◆ **Written exercise A**:
Answer these questions about the piece on Dwight Macdonald below:
(i) In what year did Macdonald publish "Against the American Grain"?
(ii) What is the most famous essay in that collection?
(iii) Which two writers does Macdonald treat as more dangerous than Erle Stanley Gardner or Ellery Queen?

* start Selection *

Macdonald managed the difficult feat of being a democratic socialist and at the same time a tiresome snob and cultural reactionary, often coming off like a retired colonel at his London club, harrumphing over the Daily Telegraph about the damned impertinence of servants demanding time off. It seems distinctly possible that within every Trotskyite (which Macdonald briefly was before the war) a right-wing curmudgeon is waiting to emerge, as was repeatedly evidenced by the neoconservative phenomenon, which largely consisted of onetime Marxists or socialists.
Dwight Macdonald managed the difficult feat of being a democratic socialist and at the same time a tiresome snob and cultural reactionary, often coming off like a retired colonel at his London club.
In 1962, Macdonald published his magnum opus of cultural criticism, “Against the American Grain: Essays on the Effects of Mass Culture,” containing the most famous of his essays, “Masscult & Midcult.” There he wallops American culture in all its manifestations. Of masscult, meaning the popular, lowbrow culture of bodice-ripper novels, black-velvet paintings, shoot- ’em-up adventure movies, and the like, Macdonald writes, “It doesn’t even have the theoretical possibility of being good. … It is not just unsuccessful art. It is non-art. It is even anti-art.”
Having dismissed pop culture as barely worthy of his attention, he moves on to his main enemy, middlebrow culture:
The intermediate form — let us call it midcult — has the essential qualities of masscult — the formula, the built-in reaction, the lack of any standard except popularity — but it decently covers them with a cultural fig leaf. … Midcult has it both ways: it pretends to respect the standards of High Culture while it in fact waters them down and vulgarizes them.
To Macdonald, writers like Pearl Buck or Ernest Hemingway not only weren’t Tolstoy, they were more dangerous than, say, Erle Stanley Gardner or Ellery Queen, because they pretended to be great art that they were not. Here he sounds like a professional anticommunist claiming that liberalism is not merely the same thing as Stalinism, but is actually more dangerous, because it pretends to be something it is not.
Macdonald ends the essay with a rallying cry to his beleaguered intellectual friends to withdraw from society as if they were the monks at Lindisfarne, preserving the nucleus of Western civilization behind the battlements of their fortress-monastery: “This is to recognize that two cultures have developed in this country and that it is to the national interest to keep them separate.”
The national interest, no less. I wonder what Macdonald would have made of the Arc de Trump? Or the slow-motion destruction of the Kennedy Center? From the vantage point of 2026, as we endure an unprecedented degree of barbarism at every level of society, we see how disastrous his prescriptions were.
Rather than withdrawing from society, intellectuals have a moral obligation to the things they claim to believe in by participating in society. Far from corrupting high culture, the middlebrow was once the bulwark that protected it. In retrospect, members of the GI generation who struggled to appreciate Mozart or Melville, but who actually enjoyed Rodgers and Hammerstein or Thornton Wilder, served as a social buffer, and the current absence of any such buffer means that America is awash in vileness. The quasi-official culture being imposed on us now (think: UFC cage match on the White House lawn) doesn’t even rise to lowbrow level by 1950s standards; Erle Stanley Gardner is virtually Proust, compared to the contemporary cultural median.

* end Selection *
* start Data lines *

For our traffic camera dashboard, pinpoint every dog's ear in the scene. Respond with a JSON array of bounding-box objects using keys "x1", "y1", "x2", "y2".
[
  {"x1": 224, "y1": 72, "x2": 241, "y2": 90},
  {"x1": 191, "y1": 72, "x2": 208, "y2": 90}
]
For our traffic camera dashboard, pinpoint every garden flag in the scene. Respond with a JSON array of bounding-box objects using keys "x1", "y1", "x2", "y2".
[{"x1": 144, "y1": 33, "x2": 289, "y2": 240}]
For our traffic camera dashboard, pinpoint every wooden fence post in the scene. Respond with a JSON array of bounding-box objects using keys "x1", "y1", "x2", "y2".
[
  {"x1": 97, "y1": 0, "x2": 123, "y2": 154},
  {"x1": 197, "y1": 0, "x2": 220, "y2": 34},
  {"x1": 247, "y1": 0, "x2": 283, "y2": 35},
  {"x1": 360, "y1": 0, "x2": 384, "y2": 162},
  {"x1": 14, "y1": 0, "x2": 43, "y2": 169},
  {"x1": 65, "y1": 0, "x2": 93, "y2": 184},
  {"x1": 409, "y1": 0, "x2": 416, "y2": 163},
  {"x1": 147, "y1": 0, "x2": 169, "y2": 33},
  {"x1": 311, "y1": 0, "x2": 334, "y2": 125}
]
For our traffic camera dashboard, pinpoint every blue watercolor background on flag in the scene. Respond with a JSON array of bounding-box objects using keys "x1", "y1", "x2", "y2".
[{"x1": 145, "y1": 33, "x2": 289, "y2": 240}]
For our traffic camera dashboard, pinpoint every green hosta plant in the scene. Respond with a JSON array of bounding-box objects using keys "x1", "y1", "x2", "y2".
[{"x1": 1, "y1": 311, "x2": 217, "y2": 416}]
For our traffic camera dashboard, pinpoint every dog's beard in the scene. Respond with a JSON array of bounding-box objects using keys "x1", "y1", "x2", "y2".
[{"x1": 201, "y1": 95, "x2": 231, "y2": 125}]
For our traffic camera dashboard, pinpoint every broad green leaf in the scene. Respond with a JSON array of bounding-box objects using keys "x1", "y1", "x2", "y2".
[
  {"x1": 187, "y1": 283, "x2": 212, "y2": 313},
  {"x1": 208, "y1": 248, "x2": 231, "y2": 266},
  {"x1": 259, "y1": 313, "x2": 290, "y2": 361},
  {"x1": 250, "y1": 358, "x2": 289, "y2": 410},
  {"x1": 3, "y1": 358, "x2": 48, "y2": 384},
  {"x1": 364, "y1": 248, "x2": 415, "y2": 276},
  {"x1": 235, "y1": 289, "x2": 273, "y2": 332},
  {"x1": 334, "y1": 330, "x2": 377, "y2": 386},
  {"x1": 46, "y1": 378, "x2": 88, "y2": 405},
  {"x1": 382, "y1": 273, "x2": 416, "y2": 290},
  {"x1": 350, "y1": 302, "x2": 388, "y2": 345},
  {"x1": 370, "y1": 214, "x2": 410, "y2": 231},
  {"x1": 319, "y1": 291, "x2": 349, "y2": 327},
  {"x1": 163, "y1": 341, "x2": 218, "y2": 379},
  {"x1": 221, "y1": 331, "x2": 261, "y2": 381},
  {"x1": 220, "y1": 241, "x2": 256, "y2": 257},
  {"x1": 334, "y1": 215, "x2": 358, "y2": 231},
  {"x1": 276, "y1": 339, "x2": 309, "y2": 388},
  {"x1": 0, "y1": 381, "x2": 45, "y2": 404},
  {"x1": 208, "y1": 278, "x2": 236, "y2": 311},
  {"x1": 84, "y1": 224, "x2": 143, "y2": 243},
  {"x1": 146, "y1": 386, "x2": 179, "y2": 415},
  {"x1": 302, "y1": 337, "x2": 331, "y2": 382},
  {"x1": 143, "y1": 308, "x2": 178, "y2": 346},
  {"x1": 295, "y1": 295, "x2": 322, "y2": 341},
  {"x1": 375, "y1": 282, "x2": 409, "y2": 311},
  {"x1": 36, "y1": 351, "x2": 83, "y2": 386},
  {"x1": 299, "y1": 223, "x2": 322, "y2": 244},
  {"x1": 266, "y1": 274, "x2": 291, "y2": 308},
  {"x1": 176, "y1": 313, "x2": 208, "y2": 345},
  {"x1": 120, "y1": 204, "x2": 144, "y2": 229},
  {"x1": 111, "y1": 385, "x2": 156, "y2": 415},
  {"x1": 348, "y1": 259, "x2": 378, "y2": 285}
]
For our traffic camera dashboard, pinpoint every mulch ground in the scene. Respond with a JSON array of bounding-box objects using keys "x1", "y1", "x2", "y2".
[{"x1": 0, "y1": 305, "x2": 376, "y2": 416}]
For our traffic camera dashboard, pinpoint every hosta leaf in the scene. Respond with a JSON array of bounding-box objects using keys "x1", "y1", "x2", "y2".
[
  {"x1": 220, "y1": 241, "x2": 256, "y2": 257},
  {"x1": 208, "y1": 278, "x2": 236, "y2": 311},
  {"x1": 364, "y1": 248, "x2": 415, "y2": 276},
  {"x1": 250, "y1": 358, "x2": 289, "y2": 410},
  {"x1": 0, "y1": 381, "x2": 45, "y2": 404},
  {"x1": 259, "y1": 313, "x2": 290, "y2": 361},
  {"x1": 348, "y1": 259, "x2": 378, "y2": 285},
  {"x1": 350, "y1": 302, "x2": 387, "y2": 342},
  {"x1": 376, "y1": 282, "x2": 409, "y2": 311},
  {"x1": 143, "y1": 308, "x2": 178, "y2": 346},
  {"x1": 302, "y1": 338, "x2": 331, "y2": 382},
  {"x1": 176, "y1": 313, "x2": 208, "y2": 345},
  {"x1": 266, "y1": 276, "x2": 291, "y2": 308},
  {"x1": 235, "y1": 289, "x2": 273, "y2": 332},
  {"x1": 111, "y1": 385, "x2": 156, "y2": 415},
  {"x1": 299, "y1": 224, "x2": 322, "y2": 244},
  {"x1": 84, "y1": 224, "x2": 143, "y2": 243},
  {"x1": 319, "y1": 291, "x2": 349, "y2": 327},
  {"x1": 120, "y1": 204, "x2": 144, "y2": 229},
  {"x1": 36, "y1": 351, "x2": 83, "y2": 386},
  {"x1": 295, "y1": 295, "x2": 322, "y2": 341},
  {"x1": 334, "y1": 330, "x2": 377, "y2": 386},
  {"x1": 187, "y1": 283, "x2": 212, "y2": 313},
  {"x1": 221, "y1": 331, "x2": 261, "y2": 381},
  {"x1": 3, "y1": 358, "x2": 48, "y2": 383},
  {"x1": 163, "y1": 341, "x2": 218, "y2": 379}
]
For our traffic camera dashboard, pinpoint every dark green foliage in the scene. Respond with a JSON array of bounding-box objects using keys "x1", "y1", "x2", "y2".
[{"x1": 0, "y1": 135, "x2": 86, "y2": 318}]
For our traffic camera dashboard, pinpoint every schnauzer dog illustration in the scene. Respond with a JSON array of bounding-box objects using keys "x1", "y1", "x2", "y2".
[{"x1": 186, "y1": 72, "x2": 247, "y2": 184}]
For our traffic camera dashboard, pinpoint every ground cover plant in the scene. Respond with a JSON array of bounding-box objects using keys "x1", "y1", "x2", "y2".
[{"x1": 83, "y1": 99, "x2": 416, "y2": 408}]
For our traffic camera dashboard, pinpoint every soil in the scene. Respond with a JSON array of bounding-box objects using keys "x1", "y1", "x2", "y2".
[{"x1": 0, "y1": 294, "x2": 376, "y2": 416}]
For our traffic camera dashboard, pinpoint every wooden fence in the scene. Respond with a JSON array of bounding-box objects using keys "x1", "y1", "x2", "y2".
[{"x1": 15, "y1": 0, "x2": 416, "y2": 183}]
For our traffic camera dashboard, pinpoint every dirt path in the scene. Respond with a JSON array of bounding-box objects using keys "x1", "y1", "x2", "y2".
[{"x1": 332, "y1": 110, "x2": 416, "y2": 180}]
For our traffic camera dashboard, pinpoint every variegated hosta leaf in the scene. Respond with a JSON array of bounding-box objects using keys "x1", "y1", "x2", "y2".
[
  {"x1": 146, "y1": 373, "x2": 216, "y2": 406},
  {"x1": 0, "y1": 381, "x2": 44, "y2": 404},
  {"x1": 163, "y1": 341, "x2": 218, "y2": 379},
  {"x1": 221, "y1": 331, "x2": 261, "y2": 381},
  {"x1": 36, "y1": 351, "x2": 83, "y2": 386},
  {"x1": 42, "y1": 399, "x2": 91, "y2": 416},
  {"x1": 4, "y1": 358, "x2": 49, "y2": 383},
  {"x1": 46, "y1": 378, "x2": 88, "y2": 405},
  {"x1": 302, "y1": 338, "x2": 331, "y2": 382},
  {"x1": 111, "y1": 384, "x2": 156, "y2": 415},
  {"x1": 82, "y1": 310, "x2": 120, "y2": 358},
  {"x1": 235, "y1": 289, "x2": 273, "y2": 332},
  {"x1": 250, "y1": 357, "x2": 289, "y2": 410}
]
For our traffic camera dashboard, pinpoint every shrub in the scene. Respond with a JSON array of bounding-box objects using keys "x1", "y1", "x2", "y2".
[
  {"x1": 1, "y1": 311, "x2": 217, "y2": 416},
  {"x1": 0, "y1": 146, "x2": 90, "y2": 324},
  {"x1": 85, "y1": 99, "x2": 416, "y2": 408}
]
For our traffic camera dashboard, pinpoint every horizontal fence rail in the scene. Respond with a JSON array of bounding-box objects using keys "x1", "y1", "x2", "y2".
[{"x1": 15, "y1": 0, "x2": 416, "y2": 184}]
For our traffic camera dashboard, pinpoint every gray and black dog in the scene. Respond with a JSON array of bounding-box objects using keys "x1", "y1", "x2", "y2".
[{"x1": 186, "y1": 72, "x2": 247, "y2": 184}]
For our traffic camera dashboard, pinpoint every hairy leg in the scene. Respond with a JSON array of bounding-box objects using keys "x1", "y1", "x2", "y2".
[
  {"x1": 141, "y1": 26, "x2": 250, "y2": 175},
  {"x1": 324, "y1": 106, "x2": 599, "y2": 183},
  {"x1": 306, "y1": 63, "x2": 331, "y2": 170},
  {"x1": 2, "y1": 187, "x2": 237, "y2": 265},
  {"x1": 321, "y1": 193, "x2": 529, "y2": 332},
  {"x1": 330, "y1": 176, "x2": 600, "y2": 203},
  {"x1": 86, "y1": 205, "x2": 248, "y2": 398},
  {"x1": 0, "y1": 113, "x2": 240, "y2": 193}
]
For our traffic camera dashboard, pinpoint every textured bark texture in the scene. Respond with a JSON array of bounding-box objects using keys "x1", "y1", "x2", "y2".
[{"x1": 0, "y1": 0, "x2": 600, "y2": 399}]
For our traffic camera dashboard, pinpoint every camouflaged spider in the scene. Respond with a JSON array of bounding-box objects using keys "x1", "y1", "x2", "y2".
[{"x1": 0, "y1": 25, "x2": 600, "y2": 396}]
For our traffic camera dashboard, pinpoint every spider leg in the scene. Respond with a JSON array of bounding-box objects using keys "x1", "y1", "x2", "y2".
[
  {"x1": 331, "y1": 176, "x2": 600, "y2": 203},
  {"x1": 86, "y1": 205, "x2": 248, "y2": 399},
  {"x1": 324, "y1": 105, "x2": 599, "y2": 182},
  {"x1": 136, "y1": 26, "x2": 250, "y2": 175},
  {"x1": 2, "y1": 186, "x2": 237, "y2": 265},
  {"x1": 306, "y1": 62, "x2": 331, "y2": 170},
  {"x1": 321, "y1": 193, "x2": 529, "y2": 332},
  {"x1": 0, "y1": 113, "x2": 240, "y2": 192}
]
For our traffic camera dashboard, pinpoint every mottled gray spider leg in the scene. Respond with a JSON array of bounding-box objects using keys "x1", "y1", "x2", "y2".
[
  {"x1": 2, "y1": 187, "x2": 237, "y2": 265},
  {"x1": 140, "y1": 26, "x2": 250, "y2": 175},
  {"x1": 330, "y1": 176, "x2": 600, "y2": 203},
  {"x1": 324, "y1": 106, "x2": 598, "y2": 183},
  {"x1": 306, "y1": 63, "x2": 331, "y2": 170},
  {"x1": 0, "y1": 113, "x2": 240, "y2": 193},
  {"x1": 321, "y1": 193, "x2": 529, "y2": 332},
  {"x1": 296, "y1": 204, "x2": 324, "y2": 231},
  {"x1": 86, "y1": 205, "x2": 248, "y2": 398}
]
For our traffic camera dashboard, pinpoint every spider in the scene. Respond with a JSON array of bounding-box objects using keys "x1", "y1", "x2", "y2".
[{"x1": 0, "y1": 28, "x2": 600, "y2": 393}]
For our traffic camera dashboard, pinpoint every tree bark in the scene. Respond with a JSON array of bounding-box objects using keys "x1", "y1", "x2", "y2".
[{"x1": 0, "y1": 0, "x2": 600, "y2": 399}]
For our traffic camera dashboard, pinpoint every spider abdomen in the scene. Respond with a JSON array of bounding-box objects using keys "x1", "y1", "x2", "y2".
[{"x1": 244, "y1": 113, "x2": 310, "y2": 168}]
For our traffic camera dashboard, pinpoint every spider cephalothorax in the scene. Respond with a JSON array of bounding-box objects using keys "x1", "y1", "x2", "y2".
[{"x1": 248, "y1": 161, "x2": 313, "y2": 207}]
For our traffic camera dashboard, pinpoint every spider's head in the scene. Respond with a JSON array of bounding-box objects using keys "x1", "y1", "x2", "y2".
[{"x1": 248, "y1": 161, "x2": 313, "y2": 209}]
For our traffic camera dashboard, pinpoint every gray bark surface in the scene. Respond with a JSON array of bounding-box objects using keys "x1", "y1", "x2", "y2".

* end Data lines *

◆ **Written exercise B**: Pull out every row above that contains the string "fence". Case counts.

◆ **Solution A**:
(i) 1962
(ii) "Masscult & Midcult"
(iii) Pearl Buck and Ernest Hemingway

◆ **Solution B**:
For our traffic camera dashboard, pinpoint every wooden fence post in the scene. Respond with a JSON array of bounding-box objects using keys "x1", "y1", "x2", "y2".
For our traffic camera dashboard, pinpoint every wooden fence in the scene. Respond with a JSON array of bounding-box objects using keys "x1", "y1", "x2", "y2".
For our traffic camera dashboard, pinpoint every horizontal fence rail in the scene. Respond with a JSON array of bounding-box objects using keys "x1", "y1", "x2", "y2".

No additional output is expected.